* [Directions]:
1. From the color grading text, list every party named as needing to be happy with the direction of the colour grade.
2. Decide whether each statement agrees with the color grading text, answering yes or no and quoting the words that settle it: (a) Most shows the team works on must be delivered in HDR. (b) Raw 4k media has to be pre-processed before it can be graded in real time. (c) The Texture Highlight tool is one of the Dolby 4.0 controls.

* [Provided text]:
- - - -

It is really important to define the approach for the grade as early in the process as possible to ensure that everyone involved, from the director, cinematographer, producers, costume designers, as well as the vfx vendors, are happy with the direction of the colour grade and the pipeline developed to achieve it. Sometimes opinions can differ, so it is the colourist’s responsibility to provide diplomatic solutions without compromising the overall vision.
Knowing when to push the look or not is incredibly important. When working with a very experienced cinematographer, someone who knows their exposure and contrast ratios precisely and has tested the camera and lens equipment fully, tiny adjustments can be all that are required; a quarter point of cyan here or small bump in contrast there. Respecting the cinematographer’s images is key - it is not always necessary to reinvent the wheel.
How have technological advancements helped you in the last 5 years?
Clearly HDR has dominated the conversation in recent years. The majority of shows we are working on have an HDR delivery requirement, whether it is HDR10, Dolby or HLG. More and more viewers at home now have HDR-capable TVs and soon a greater proportion of audiences will be viewing the HDR than SDR. The tools available to us in grading systems are constantly being improved to give us greater control of this process. The Dolby 4.0 controls give us greater flexibility for the HDR->SDR trim but we need more domestic TVs to be compatible with this technology. Baselight has several new grade tools tailored to refining HDR adjustments – the Texture Highlight tool, for example, provides a high level of control over bright highlight details.
We are now in a place where all the major motion-picture digital camera systems are capable of capturing extremely high-resolution images, with very wide dynamic ranges and high base sensitivities so that any choice between these camera systems, or film, should not create any limiting factors on the quality of the final image. It is then down to the colour team to manage these images correctly in order to present them to the highest possible standard. The processing power of our grading systems has reached a point where we can grade 4k and greater raw media in real-time without pre-processing.
Currently we are all dealing with the effects of the global Covid-19 pandemic, and with social-distancing rules in place we have had to adapt to new ways of working away from our usual offices. Internet connection speeds and secure VPN systems are powerful enough for us to have all our colourists and colour assistants set up with grading and conforming tools at home. We can stream our work in real-time to our clients directly onto their iPads, phones or laptops whilst communicating via online conference tools so we can continue to deliver our work on time and to the same high standards.
How do you manage tight deadlines and demanding clients!?
On almost every production you wish for more time than you actually have. It is vital to prioritise so that you don’t waste too much time on a single shot or scene. Usually it is good practice to do a quick first-pass across a scene to see if the colour choices you are making are working or not before going into greater detail. It is easy to use up precious time refining a single shot in detail, adding keys and tracking rotoscoped shapes, without checking the wider context of a scene.
It is common for a client to have a particular shot or sequence that particularly bothers them, perhaps because of an issue that happened on set, or the weather wasn’t behaving on the day. It is important to have the confidence to provide reassurance in these situations, demonstrating adjustments that can be used to make the scene work effectively.
If clients are ever demanding it is usually because they are working to their own tight deadlines. It is the responsibility of the colourist and their team to make the process as smooth as possible at all stages of the workflow, communicating the pipeline clearly, managing data to and from vfx vendors and outputting deliverables correctly and on time.

- - - -

[Saved data entries]

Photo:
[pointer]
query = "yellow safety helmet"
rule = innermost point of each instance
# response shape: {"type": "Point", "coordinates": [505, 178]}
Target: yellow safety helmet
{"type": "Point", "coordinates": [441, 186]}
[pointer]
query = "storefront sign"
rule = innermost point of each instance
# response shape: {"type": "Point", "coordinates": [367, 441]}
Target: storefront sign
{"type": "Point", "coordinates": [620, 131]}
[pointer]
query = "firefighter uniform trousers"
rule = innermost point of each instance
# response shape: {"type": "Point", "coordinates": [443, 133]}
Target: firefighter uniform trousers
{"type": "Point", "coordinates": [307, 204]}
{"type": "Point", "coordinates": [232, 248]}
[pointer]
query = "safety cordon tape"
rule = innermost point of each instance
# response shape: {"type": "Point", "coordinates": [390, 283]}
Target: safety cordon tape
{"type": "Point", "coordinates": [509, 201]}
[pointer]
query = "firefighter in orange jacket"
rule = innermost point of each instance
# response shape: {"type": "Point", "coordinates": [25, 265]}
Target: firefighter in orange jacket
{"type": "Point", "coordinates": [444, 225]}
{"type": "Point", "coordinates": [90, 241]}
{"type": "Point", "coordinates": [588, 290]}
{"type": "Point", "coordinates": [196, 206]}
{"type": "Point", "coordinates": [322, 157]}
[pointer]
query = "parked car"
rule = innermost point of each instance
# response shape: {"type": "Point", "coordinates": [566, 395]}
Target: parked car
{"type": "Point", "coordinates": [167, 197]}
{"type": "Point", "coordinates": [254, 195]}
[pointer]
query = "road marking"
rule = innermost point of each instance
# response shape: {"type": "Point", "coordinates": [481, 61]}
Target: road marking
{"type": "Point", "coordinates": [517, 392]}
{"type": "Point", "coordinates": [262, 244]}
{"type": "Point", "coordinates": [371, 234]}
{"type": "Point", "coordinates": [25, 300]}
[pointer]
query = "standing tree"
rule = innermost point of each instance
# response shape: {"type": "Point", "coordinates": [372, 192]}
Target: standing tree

- - - -

* [Solutions to the tasks]:
1.
Director
Cinematographer
Producers
Costume designers
VFX vendors

2.
(a) Yes: "The majority of shows we are working on have an HDR delivery requirement"
(b) No: "we can grade 4k and greater raw media in real-time without pre-processing"
(c) No: "Baselight has several new grade tools tailored to refining HDR adjustments – the Texture Highlight tool, for example"